MEHDİ'NİN(!) BİRİNİ TIKTIK KODESE DE ÖTEKİNİ NE YAPACAĞIZ? - 3. BÖLÜM -
Bu bölüme MİHR Kelimesinin ne anlama geldiği ile başlayıp devamında yine İskender Evrenosğolu'nun yükseldiği (!) aşamaları anlatarak devam edeceğim
Evet, müridleri İskender Evrenosoğlu'na MİHR dediklerine göre bu kelimenin anlamı ne?
Aslında kelime anlamını hepimiz biliyoruz: Güneş... Lakin Müridleri İskender El Ekber'i sadece bir güneş olarak görmüyorlar. Bakın ne olarak görüyorlar:
M: Mehdi
İ: İmam
H: Halife
R: Resul
Aynen Hrıstiyanlıktaki teslis ( üçleme ) inancında olduğu gibi... Hrıstiyanlıkta nasıl ki Hz. İsa hem Allah, hem Allahın oğlu, hem Ruh-ul Kudüs ise aynı şekilde İskendercilikte de İskender hem mehdi, hem imam, hem halife hem de resuldür. Ama o bir peygamber değildir (!)
Hatta İskender Evrenosoğlu Kaadir-i Mutlak'tır(!) ( İleride göreceksiniz ) ama o bir peygamber değildir (!)
Yani adam bizlerin gözünün içine soka soka '' Ne peygamberi ulan ben direkt Allah'ım '' Demektedir. Bununla ilgili bir sürü sure (!) ayet (!) ortaya koymaktadır Risalet Nurları adını verdiği kitapta ama sorduğunuzda '' Benim peygamberlik diye bir iddiam yoktur'' Demektedir.
○ ○ ○ ○ ○
**Verilen görev 1:**
İskender Evrenosoğlu hakkındaki yazıda MİHR kelimesinin her harfinin karşılık geldiği sözcüklerin hepsini sırala.
Yukarıdaki yazı ile aşağıdaki satırlar birbirinden bağımsız malzemelerdir.

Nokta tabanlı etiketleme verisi
○ ○ ○ ○ ○
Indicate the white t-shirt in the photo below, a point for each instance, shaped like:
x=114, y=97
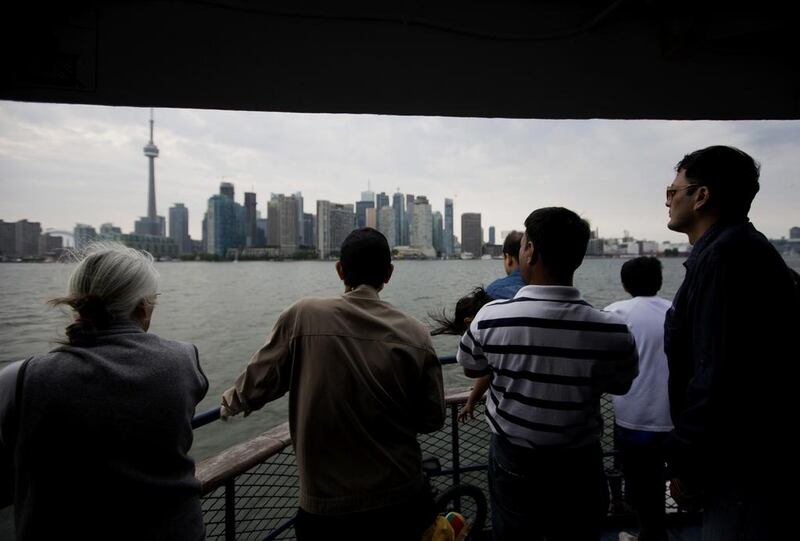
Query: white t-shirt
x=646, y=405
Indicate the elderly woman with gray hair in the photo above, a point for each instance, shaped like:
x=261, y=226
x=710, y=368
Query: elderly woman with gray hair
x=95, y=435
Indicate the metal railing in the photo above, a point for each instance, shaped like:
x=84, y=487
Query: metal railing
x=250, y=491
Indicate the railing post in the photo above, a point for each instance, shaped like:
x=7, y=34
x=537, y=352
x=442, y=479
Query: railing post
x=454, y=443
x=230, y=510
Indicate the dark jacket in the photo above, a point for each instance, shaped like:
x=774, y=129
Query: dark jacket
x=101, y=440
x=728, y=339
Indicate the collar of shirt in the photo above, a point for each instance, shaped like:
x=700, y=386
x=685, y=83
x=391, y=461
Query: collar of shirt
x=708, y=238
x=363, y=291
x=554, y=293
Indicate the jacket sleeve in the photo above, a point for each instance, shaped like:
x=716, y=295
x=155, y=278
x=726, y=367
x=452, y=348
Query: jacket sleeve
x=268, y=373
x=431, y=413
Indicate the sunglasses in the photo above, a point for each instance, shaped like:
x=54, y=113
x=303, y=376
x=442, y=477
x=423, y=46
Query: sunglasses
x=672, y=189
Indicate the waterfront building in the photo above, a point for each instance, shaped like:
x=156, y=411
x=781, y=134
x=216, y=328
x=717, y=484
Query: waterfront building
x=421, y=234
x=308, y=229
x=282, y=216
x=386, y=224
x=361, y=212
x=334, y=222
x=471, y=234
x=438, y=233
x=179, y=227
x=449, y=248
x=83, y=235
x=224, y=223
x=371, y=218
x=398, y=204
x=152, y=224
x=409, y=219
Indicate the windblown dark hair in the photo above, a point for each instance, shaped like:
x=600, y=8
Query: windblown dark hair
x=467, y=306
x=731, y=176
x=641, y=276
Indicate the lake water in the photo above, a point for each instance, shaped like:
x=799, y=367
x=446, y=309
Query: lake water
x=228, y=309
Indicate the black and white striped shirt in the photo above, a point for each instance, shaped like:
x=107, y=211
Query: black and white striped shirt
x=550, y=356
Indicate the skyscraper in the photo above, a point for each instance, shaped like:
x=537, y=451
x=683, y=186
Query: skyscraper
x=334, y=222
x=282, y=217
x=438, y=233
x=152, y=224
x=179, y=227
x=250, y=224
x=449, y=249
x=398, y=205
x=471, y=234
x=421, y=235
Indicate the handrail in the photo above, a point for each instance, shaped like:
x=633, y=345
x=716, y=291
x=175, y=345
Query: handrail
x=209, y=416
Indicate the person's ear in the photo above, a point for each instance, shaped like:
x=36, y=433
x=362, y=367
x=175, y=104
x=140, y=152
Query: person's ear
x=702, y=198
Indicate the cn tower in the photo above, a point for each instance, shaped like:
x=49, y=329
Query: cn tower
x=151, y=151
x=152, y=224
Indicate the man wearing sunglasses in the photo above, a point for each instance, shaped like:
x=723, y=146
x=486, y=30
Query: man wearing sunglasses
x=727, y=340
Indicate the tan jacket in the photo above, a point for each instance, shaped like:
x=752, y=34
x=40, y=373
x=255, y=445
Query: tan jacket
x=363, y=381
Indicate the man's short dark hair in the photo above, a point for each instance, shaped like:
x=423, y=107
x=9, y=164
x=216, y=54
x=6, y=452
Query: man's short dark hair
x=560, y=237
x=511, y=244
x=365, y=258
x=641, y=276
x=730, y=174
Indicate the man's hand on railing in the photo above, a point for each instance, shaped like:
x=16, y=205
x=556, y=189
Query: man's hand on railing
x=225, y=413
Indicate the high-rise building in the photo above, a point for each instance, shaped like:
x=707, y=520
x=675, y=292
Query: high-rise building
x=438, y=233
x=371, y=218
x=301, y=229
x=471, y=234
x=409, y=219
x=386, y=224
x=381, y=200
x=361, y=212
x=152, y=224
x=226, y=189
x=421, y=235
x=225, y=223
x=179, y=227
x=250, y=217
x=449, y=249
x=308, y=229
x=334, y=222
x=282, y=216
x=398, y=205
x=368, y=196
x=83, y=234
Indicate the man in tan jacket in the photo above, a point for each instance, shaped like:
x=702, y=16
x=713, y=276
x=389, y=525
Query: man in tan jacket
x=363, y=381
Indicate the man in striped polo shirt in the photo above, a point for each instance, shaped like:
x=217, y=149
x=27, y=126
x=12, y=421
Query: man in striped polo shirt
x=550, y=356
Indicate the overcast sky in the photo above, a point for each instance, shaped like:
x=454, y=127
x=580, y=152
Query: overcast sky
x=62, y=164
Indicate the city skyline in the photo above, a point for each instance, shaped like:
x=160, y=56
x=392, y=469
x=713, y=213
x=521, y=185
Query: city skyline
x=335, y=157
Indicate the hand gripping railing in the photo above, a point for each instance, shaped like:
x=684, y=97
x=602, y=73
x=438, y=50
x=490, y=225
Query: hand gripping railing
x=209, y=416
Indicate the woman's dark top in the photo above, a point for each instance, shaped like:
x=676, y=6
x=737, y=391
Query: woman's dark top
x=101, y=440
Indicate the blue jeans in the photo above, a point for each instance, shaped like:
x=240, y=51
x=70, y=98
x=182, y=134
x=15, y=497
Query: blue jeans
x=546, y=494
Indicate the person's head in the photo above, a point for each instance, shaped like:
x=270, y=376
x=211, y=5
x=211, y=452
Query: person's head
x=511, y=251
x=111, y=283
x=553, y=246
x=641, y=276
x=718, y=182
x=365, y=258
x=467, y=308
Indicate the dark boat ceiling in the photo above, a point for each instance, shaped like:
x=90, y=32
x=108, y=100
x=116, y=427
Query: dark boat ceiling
○ ○ ○ ○ ○
**Verilen görev 2:**
Etiketleme verisindeki satırları, ilk satırdan "x=728, y=339" geçen satıra kadar, iki uç da dahil olmak üzere aynen yazdır; resimleri yanıta koyma.

**Alıştırma cevabı 1:**
M: Mehdi, İ: İmam, H: Halife, R: Resul

**Alıştırma cevabı 2:**
Indicate the white t-shirt in the photo below, a point for each instance, shaped like:
x=114, y=97
Query: white t-shirt
x=646, y=405
Indicate the elderly woman with gray hair in the photo above, a point for each instance, shaped like:
x=261, y=226
x=710, y=368
Query: elderly woman with gray hair
x=95, y=435
Indicate the metal railing in the photo above, a point for each instance, shaped like:
x=84, y=487
Query: metal railing
x=250, y=491
Indicate the railing post in the photo above, a point for each instance, shaped like:
x=7, y=34
x=537, y=352
x=442, y=479
Query: railing post
x=454, y=443
x=230, y=510
Indicate the dark jacket in the photo above, a point for each instance, shaped like:
x=774, y=129
Query: dark jacket
x=101, y=440
x=728, y=339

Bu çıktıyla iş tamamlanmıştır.